## Problem requirements:
Within the listing, each line that has the string "below" should be copied.

START Records for the exercise

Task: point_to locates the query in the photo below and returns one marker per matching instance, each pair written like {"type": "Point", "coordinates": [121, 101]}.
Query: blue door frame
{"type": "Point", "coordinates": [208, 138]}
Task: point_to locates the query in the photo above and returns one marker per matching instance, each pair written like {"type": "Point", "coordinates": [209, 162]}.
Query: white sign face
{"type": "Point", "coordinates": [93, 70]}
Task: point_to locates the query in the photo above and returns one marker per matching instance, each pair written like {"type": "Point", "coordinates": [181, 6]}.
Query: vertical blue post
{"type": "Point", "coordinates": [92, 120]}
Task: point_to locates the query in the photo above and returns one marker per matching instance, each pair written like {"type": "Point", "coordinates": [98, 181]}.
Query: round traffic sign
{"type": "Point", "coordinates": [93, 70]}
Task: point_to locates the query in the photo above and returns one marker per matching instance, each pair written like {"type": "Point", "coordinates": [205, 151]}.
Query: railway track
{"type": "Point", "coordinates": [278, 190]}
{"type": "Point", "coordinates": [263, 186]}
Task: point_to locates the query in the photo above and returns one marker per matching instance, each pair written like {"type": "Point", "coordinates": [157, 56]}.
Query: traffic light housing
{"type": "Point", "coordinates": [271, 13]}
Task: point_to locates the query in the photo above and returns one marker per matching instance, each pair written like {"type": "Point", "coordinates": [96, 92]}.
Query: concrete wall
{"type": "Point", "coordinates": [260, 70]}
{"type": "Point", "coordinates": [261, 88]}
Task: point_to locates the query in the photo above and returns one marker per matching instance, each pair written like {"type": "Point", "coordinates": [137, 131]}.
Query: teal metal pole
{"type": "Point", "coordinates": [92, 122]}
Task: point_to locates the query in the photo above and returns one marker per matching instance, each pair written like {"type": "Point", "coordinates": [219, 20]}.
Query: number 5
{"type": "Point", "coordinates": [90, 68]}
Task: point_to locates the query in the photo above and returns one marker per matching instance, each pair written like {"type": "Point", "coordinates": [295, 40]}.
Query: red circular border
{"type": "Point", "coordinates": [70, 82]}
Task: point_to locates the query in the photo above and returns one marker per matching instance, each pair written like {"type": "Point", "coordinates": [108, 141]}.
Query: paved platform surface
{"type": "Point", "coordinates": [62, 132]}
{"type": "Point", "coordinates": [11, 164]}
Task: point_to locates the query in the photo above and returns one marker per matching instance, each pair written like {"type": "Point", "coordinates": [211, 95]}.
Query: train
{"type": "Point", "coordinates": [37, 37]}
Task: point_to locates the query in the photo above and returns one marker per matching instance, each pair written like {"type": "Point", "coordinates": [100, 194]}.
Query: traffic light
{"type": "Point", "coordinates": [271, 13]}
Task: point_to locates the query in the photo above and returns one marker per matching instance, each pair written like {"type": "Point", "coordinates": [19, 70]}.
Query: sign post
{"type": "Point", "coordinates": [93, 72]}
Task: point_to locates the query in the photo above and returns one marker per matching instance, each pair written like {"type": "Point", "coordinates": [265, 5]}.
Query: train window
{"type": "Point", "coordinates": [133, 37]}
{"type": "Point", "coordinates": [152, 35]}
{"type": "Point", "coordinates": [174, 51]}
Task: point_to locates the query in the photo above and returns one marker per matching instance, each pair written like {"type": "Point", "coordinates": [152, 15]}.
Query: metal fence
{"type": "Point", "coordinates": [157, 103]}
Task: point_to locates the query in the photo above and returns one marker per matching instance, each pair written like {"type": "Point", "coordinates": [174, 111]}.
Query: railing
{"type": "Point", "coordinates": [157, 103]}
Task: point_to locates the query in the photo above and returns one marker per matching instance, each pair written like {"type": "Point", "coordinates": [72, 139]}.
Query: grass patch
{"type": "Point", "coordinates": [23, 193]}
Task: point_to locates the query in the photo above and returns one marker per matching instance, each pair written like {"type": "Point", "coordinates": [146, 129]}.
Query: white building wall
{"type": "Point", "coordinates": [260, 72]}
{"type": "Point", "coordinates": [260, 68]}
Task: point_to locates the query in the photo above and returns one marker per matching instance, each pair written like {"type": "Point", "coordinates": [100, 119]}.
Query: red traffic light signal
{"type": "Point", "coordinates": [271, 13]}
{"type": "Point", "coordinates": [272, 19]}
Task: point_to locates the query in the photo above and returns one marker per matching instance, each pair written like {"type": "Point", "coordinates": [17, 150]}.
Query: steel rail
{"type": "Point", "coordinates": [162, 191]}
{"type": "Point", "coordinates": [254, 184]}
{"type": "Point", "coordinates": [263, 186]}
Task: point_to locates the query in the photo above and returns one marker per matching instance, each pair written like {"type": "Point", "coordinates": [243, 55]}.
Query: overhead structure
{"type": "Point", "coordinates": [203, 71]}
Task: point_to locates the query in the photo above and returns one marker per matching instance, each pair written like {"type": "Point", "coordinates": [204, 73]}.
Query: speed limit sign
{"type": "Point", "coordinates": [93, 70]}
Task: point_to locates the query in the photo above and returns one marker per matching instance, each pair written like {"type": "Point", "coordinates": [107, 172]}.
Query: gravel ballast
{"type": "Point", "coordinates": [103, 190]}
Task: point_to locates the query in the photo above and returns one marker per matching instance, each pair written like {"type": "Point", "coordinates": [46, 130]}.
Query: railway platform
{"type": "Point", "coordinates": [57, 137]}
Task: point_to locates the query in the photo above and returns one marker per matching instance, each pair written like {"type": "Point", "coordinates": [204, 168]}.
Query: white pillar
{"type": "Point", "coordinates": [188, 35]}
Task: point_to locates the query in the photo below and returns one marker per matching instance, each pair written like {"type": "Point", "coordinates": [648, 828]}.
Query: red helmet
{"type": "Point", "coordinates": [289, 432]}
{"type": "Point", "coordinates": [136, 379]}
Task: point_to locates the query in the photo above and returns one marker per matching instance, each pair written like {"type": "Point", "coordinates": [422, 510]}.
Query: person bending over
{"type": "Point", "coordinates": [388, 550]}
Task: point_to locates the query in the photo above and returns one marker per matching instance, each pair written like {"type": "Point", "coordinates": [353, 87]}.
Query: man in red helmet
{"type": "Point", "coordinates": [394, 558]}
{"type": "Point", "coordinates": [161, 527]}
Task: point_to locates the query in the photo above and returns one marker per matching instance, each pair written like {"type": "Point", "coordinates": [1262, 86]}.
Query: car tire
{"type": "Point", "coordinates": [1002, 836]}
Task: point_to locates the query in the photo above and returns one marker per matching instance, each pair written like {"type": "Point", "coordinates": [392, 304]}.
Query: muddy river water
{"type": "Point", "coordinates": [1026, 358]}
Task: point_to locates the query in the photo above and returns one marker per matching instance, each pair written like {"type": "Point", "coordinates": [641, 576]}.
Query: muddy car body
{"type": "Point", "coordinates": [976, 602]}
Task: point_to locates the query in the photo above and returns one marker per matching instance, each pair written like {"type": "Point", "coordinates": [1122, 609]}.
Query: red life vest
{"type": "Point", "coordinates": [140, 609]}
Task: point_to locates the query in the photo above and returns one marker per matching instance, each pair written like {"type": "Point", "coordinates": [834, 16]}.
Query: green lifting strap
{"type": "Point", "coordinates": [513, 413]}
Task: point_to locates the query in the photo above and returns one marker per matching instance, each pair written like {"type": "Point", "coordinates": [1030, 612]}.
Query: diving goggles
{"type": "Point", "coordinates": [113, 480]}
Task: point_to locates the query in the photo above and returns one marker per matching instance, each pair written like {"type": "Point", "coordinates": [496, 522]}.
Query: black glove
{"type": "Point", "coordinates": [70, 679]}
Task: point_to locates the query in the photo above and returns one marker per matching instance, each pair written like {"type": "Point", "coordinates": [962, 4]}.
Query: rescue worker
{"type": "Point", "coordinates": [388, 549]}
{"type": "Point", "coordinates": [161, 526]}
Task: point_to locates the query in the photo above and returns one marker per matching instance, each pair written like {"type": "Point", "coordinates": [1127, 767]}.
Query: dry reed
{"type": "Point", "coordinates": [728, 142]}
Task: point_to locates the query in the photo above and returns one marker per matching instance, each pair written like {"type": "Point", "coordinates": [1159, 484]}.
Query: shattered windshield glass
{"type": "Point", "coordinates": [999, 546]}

END Records for the exercise

## Solved problem:
Task: point_to locates the query in the photo below and returns one marker per matching instance, each pair written like {"type": "Point", "coordinates": [121, 101]}.
Task: point_to locates the query in the photo below and returns one marker per matching instance, each pair written like {"type": "Point", "coordinates": [648, 828]}.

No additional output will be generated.